EXERCISE DETAILS => Recast the entries below as a numbered list, starting at the line that contains "I need help locating the road" and ending at the line that contains "[67,0,134,169]", both included. Leave out any blank lines.

SUPPLIED DATA =>
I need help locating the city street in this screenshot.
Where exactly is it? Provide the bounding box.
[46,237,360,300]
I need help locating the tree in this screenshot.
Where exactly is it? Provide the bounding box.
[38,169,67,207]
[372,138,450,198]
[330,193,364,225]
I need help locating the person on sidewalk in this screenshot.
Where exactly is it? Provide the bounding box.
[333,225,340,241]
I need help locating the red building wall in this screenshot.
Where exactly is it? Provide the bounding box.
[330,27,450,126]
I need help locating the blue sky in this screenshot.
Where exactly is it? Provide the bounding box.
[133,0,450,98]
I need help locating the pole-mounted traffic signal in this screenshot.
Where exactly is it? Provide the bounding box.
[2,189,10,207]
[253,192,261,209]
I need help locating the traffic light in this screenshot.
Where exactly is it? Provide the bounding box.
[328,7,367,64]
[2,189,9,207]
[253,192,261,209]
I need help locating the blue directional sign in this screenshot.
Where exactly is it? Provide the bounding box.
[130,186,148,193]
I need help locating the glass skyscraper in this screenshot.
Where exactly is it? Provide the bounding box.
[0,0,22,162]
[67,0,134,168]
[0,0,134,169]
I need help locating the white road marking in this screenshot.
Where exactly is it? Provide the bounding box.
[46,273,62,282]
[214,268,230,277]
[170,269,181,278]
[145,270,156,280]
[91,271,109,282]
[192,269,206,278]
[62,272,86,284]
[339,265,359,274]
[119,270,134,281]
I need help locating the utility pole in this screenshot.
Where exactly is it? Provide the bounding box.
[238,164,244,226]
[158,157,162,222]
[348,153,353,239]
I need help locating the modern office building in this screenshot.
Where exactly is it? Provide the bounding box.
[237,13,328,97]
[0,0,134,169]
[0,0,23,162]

--

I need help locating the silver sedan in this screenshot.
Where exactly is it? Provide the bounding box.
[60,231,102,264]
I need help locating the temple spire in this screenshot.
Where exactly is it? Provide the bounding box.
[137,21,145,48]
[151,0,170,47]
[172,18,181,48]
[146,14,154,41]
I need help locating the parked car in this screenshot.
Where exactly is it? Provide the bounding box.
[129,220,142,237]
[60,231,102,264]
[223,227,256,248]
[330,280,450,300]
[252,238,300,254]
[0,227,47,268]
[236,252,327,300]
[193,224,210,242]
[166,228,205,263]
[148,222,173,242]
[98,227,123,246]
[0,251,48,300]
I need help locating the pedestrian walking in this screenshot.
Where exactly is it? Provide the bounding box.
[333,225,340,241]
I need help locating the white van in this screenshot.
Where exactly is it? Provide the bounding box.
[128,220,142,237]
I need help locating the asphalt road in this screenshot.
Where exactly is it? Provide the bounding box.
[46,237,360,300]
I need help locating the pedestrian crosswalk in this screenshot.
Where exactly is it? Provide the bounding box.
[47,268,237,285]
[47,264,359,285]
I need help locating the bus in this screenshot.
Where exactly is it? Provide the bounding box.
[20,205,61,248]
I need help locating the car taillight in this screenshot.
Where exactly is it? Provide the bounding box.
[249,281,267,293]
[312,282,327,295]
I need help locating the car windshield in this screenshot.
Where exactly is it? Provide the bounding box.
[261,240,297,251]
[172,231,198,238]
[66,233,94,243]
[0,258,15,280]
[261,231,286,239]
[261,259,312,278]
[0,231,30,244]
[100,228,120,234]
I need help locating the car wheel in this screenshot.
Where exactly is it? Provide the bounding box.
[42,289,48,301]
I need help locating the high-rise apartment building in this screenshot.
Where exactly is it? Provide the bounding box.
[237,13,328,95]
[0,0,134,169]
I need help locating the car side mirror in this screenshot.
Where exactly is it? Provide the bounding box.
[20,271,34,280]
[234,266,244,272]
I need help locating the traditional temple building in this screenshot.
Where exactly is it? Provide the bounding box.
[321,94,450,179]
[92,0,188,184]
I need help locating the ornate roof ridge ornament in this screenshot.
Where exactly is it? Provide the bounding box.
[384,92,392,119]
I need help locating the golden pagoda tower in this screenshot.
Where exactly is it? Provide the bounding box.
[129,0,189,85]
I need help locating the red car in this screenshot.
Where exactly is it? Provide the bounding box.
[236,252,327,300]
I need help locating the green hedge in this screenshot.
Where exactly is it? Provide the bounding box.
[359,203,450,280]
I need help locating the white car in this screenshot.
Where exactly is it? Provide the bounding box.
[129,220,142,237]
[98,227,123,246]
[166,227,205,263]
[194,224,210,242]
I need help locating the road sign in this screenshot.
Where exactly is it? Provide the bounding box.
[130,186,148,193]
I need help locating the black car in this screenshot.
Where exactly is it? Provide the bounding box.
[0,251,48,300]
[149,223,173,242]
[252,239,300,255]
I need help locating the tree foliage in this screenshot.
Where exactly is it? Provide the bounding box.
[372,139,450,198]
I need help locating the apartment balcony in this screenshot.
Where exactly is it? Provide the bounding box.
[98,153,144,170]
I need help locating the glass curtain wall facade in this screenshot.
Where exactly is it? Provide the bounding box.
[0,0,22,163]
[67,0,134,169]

ANSWER TO THE PROBLEM =>
1. I need help locating the road sign in this screenshot.
2. Where exactly is it? Provide the bounding box.
3. [130,186,148,193]
4. I need help locating the black car in this screenshot.
5. Where exactly is it? Provide the bounding box.
6. [0,251,48,300]
7. [149,223,173,242]
8. [252,239,300,255]
9. I need help locating the tree foliage in this screenshot.
10. Where exactly is it? Provide the bounding box.
11. [372,139,450,198]
12. I need help locating the apartment balcony in this screenshot.
13. Where exactly is it? Provide the bounding box.
14. [98,153,144,170]
15. I need help locating the glass curtain wall facade in this screenshot.
16. Where exactly is it? Provide the bounding box.
17. [0,0,22,163]
18. [67,0,134,169]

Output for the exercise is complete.